(PASSAGE TO READ)
"""

At 09:43 Seydlitz was hit by a 13.5-inch shell from Lion, which penetrated her after turret barbette and caused an ammunition fire in the working chamber. This fire spread rapidly through one compartment after another, igniting ready propellant charges all the way to the magazines, and knocked out both rear turrets with the loss of 165 men. Only the prompt action of the executive officer in flooding the magazines saved the Seydlitz from a massive magazine explosion that would have destroyed the ship. (Supposedly the sailor Wilhelm Heidkamp saved the ship, when he desperately opened the glowing valves although he burnt his hands and his lungs. He never recovered from his severe injuries and died a few years later. The Kriegsmarine named a destroyer after him.)

The British ships were relatively unscathed until 10:18, when SMS Derfflinger hit Lion with several 12-inch shells, damaging her engines and causing flooding so that Lion began to lag behind. At 10:41 Lion narrowly escaped a disaster similar to what had happened on Seydlitz, when a German shell hit the forward turret and ignited a small ammunition fire which, fortunately for the British, was extinguished before it caused catastrophe. A few minutes later, taking on water and listing to port, Lion had to stop her port engine and reduce speed to 15 knots, and was soon out of action, having already been hit 14 times.

Meanwhile, at 10:30, Blücher had been hit by a shell from HMS Princess Royal which caused an ammunition fire and boiler room damage. As a result, Blücher had to reduce speed to 17 knots, and fell further and further behind the rest of the German force. Beatty ordered Indomitable, his slowest ship, to intercept Blücher.

Now Hipper, running low on ammunition, made the difficult decision to leave the disabled Blücher to her fate and steam for home, in order to save his remaining damaged ships. Nevertheless, the annihilation of the German squadron still appeared likely to the pursuing British until 10:54, when Beatty, believing he saw a submarine’s periscope on Lion’s starboard bow, ordered a sharp turn of 90 degrees to port to avoid a submarine trap. (It is possible that the "periscope" was actually a surfacing, run-out torpedo which had been launched 15 minutes earlier by the German destroyer V5). At 11:02, realizing that so sharp a turn would open the range too much, Beatty ordered ‘Course NE’ to limit the turn to 45 degrees, and then added ‘Engage the enemy’s rear’, in an attempt to clarify his intention that his other ships, which had now left Lion far behind, should pursue Hipper's main force. With Lion's electric generators now out of commission, Beatty could only signal using flag hoists, and both these signals were flown at the same time.

"""

(PROVIDED MATERIAL)
"""

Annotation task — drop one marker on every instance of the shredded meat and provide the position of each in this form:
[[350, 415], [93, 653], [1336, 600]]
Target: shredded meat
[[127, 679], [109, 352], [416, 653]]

"""

(EXERCISES)
[1] In the battle passage, how many men were lost when both of Seydlitz's rear turrets were knocked out?
[2] Please carry the battle passage forward from its final sentence.

(EXPECTED RESULTS)
[1] 165 men.

[2]
But the combination of the signal of ‘Course NE’ (which happened to be the direction of the Blücher) with the signal to engage the rear was misunderstood by Beatty’s second-in-command, Rear-Admiral Archibald Moore on New Zealand, as an order for all the battlecruisers to finish off the cripple. Therefore the remaining British battlecruisers broke off the pursuit of the fleeing German squadron and rounded on Blücher. Most of the British light cruisers and destroyers also attacked Blücher. Beatty tried to correct this obvious misunderstanding by using Nelson's famous order from Trafalgar ‘Engage the enemy more closely’, but this order was not in the signal book, so he chose ‘Keep nearer to the enemy’ as the closest equivalent. But by the time this signal was hoisted, Moore's ships were too far away to read Beatty's flags, and the correction was not received.

Despite the overwhelming odds, Blücher fought stubbornly to the end. Blücher managed to put the British destroyer Meteor out of action and scored two hits on the British battlecruisers with her 8.2-inch guns, but was pounded into a burning wreck by approximately 50 British shells. Finally, struck by two torpedoes from the light cruiser Arethusa, Blücher capsized and sank at 12:13 with the loss of 792 men. British efforts to rescue survivors in the water were interrupted by the arrival of the German zeppelin L-5, and by a German seaplane which attacked with small bombs. No damage was done, but the British ships, which were sitting targets while stopped in the water for rescue, put on speed and withdrew to avoid further aerial attack.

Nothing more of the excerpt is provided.